Reproduce the records below line for line, leaving the pictures out of your answer.

-- start of Excerpted records --

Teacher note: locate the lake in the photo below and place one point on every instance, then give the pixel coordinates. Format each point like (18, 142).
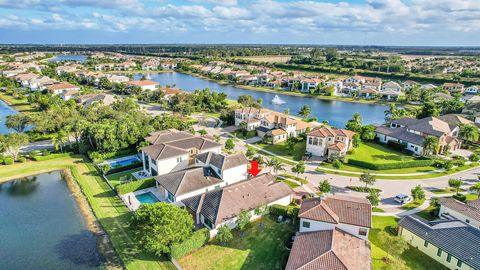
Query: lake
(4, 111)
(69, 57)
(41, 226)
(336, 112)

-- end of Excerpted records --

Reply =>
Teacher note: locate the lake in the photo below and place one point on every instance, then give the pixel coordinates. Format each point like (18, 142).
Query: lake
(4, 111)
(69, 57)
(41, 226)
(336, 112)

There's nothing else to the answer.